Stated goal:
Emit a verbatim copy of the lines running from the line with "point: honeybee -- one" through the end of the material below.

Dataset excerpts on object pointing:
· · · · · · ·
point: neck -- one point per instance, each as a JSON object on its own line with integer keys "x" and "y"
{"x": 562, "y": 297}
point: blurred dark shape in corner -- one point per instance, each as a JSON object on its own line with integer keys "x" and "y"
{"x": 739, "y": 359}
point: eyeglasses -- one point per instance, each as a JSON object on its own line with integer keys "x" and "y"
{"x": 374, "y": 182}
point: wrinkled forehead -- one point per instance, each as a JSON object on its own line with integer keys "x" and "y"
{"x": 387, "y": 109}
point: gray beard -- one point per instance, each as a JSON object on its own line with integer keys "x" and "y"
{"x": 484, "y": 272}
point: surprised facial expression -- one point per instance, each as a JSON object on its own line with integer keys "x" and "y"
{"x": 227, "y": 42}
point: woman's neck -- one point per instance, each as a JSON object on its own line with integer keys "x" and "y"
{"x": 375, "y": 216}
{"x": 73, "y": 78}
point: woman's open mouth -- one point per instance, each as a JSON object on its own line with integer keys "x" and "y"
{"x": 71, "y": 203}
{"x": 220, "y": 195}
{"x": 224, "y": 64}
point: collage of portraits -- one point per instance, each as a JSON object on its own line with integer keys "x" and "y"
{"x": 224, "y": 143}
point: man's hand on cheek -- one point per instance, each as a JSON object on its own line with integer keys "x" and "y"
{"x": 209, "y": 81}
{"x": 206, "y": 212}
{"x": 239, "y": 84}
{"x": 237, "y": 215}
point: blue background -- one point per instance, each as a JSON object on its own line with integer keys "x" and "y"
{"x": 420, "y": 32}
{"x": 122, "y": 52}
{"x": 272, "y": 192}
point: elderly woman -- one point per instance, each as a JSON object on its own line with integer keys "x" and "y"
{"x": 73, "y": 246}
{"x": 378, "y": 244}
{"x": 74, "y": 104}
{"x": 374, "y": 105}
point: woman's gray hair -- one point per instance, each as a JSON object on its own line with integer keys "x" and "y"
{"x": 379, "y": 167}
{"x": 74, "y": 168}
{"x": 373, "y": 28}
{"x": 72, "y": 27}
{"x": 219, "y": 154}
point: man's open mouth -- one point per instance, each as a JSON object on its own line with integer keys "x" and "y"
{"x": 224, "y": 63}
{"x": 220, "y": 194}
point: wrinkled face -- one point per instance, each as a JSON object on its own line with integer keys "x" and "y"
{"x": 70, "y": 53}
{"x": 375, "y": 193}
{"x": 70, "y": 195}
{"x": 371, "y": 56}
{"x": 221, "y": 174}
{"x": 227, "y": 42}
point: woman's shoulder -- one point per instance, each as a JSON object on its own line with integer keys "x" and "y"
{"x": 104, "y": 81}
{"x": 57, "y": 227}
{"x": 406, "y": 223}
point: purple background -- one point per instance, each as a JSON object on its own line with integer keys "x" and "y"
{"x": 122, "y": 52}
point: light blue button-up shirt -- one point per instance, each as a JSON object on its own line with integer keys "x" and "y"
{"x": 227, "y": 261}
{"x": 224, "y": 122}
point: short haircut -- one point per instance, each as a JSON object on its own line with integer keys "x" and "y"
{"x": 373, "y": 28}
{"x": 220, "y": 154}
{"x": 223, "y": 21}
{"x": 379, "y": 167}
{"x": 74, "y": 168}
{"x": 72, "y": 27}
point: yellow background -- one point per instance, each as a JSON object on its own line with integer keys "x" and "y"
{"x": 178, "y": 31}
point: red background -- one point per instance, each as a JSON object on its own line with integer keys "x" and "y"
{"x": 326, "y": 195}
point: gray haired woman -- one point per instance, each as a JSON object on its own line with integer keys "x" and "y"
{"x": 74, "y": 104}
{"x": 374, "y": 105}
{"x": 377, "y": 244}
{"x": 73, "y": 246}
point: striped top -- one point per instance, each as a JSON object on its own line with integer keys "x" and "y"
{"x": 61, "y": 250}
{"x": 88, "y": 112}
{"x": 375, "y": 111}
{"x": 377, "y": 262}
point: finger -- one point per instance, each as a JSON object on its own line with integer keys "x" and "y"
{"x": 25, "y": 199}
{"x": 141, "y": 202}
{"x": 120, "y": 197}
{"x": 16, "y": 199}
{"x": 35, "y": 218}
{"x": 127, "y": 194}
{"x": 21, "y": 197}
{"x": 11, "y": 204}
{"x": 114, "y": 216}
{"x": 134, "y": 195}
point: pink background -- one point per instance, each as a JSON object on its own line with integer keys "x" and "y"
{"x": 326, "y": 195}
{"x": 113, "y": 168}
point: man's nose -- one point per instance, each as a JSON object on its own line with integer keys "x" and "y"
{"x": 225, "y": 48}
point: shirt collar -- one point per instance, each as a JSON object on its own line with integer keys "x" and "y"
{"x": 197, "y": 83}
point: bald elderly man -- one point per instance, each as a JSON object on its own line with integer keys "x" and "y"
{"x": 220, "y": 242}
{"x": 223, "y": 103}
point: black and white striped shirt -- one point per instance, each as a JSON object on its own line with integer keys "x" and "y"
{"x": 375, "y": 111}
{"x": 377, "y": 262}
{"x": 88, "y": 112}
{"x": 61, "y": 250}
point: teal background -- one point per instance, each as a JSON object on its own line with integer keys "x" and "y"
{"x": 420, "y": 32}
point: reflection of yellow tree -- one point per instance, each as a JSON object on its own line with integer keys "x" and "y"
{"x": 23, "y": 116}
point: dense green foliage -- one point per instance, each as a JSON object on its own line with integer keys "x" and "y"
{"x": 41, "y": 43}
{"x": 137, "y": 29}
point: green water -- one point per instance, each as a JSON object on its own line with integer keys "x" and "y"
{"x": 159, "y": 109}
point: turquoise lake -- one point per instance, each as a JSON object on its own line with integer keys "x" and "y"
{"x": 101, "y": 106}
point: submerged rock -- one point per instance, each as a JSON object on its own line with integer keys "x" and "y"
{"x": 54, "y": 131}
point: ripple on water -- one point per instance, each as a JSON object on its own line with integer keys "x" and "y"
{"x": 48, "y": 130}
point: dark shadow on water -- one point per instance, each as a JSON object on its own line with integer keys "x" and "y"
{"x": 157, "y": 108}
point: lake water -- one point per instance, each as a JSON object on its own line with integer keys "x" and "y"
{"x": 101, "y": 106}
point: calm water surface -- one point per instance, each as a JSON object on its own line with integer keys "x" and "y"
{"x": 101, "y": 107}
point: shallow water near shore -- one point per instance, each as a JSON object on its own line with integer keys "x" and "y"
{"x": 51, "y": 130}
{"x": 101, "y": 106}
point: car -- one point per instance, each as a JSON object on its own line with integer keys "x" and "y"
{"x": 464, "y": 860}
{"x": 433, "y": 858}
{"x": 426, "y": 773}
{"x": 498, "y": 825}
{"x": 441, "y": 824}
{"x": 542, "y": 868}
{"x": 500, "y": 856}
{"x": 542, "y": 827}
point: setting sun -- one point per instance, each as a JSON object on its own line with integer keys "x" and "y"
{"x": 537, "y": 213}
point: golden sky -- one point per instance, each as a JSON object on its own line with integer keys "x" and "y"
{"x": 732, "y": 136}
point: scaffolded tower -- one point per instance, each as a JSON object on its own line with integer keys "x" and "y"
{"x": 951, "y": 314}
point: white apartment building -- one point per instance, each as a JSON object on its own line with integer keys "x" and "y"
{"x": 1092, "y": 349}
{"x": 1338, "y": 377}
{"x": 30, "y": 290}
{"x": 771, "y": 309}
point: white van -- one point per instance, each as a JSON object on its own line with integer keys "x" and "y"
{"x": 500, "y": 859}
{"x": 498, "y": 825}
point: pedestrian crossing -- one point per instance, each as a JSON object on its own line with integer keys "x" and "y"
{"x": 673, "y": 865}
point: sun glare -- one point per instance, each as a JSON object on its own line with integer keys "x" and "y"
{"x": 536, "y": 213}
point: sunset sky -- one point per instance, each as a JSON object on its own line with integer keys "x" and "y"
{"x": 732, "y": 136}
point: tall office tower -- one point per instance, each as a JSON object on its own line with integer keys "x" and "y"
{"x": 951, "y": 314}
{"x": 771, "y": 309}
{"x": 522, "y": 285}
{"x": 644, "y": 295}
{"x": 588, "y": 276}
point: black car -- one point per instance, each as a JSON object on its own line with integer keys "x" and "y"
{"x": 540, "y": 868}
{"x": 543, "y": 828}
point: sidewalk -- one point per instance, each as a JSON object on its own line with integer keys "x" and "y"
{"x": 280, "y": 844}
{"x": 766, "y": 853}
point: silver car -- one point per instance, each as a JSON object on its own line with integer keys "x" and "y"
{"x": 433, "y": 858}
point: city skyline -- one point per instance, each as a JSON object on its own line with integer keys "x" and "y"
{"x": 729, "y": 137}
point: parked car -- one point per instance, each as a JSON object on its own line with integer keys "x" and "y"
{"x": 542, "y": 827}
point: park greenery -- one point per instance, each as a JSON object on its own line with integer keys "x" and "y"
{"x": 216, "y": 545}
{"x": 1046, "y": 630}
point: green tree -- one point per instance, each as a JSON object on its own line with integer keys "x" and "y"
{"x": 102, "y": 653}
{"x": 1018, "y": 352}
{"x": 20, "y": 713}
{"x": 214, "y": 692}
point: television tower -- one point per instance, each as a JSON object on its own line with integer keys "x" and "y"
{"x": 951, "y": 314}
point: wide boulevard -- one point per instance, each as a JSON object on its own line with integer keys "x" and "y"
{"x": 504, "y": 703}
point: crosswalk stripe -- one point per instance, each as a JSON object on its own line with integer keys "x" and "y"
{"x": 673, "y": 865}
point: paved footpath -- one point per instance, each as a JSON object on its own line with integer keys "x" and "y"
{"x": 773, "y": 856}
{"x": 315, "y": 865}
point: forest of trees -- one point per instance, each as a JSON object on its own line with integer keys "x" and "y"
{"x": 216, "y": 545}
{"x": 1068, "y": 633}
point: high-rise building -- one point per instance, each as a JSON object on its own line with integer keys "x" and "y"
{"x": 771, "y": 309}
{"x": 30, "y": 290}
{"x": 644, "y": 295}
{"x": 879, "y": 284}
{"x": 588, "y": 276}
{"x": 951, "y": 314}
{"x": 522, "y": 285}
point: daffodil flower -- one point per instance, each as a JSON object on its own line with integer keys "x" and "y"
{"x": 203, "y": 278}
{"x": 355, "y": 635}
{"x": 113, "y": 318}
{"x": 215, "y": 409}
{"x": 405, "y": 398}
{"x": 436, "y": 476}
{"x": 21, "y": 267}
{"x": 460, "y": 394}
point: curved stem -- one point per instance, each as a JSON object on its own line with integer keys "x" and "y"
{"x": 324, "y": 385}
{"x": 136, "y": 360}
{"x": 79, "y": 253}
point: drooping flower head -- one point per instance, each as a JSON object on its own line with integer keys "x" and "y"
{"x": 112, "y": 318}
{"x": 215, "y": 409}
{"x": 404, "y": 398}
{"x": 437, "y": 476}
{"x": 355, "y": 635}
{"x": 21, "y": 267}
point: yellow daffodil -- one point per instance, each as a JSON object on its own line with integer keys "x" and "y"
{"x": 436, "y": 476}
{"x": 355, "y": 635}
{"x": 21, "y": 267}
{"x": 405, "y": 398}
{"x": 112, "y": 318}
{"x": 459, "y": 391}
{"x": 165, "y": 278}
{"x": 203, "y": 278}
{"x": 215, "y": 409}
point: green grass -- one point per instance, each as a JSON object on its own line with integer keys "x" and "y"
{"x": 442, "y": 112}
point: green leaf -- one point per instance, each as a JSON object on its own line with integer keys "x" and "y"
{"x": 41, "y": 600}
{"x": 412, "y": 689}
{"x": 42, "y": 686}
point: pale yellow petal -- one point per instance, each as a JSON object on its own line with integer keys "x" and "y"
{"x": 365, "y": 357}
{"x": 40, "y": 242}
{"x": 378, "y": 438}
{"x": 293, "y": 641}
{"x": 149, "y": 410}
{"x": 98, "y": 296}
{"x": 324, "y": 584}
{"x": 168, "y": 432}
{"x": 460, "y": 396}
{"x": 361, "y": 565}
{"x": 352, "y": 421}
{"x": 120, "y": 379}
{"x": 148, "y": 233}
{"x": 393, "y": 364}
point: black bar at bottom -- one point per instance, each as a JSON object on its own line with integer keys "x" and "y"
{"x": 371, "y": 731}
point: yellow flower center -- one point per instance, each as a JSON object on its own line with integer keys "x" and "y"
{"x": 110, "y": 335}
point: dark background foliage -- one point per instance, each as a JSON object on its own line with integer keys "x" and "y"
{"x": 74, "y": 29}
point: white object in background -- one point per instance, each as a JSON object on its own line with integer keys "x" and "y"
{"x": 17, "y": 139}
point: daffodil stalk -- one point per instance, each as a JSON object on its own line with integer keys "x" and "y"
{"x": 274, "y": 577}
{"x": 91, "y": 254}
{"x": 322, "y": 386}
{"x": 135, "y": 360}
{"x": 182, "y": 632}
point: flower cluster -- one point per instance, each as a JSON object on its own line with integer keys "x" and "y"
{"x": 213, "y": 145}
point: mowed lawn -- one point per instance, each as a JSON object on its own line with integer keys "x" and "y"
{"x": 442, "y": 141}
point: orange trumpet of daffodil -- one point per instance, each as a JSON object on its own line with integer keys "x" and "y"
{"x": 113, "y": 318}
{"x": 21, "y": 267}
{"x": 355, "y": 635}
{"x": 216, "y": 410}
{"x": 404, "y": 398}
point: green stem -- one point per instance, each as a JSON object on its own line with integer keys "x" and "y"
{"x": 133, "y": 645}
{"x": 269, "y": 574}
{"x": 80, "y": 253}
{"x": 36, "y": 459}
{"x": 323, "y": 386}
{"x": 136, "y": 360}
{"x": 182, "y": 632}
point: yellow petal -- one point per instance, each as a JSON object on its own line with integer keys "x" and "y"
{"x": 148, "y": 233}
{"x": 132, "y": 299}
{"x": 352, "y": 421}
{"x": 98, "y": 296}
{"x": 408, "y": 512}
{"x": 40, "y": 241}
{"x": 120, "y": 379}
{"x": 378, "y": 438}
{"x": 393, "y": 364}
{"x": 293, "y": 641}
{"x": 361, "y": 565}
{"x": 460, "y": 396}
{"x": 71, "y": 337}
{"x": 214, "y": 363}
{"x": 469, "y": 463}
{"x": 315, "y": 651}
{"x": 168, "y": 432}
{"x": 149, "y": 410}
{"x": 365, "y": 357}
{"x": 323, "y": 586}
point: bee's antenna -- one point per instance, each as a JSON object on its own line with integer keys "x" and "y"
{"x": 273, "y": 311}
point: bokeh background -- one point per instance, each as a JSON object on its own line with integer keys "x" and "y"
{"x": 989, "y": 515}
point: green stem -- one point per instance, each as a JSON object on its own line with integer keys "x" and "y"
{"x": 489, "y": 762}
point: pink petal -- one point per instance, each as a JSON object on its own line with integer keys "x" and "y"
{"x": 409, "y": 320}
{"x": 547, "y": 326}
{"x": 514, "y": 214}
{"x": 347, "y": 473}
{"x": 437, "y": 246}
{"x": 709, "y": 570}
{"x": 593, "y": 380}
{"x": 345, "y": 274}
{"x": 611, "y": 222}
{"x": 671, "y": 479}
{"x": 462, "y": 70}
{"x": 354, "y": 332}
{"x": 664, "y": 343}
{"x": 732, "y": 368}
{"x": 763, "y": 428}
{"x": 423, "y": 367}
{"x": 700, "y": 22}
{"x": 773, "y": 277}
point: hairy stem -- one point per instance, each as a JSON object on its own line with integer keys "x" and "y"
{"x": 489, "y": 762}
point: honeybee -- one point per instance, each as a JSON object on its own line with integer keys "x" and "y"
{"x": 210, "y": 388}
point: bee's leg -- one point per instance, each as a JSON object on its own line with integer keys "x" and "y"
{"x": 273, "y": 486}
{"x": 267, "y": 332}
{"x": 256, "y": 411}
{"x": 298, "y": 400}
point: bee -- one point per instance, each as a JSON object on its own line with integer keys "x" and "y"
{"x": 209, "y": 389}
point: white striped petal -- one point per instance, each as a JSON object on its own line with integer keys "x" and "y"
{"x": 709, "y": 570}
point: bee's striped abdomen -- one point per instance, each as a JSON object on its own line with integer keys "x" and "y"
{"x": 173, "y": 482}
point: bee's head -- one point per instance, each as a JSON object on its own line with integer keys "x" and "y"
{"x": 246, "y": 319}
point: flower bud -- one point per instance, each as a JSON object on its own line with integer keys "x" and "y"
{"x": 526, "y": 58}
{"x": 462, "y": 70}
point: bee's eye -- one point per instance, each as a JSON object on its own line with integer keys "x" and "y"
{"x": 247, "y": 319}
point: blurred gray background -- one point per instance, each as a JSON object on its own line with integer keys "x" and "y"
· · · · · · ·
Task response:
point: honeybee -- one point per instance, each as a JSON object on its own line with integer keys "x" and "y"
{"x": 210, "y": 388}
point: bee's leg -- one point per instance, each as a JSON object on its own line with integer keys "x" and "y"
{"x": 273, "y": 486}
{"x": 267, "y": 332}
{"x": 256, "y": 411}
{"x": 298, "y": 400}
point: bee -- one point per instance, each as a JSON object on its own line with integer keys "x" and "y"
{"x": 209, "y": 389}
point: white striped petal -- one point per instance, each as a JSON object on its own line with integer keys "x" and "y"
{"x": 709, "y": 570}
point: bee's striped abdomen -- one point per instance, each as a JSON object on its own line with integer keys "x" and "y"
{"x": 173, "y": 482}
point: bee's head -- one point per instance, each as a JSON object on its own line with integer keys "x" and "y"
{"x": 246, "y": 319}
point: flower bud -- one point per instance, each as a JSON object on its own line with integer keys "x" and "y"
{"x": 526, "y": 58}
{"x": 462, "y": 70}
point: bee's eye -- one point per instance, each as a JSON object on its own line with integer keys "x" and "y"
{"x": 247, "y": 319}
point: blurred gray background -- one point per instance, each as a JSON object on its own line with integer keys "x" and "y"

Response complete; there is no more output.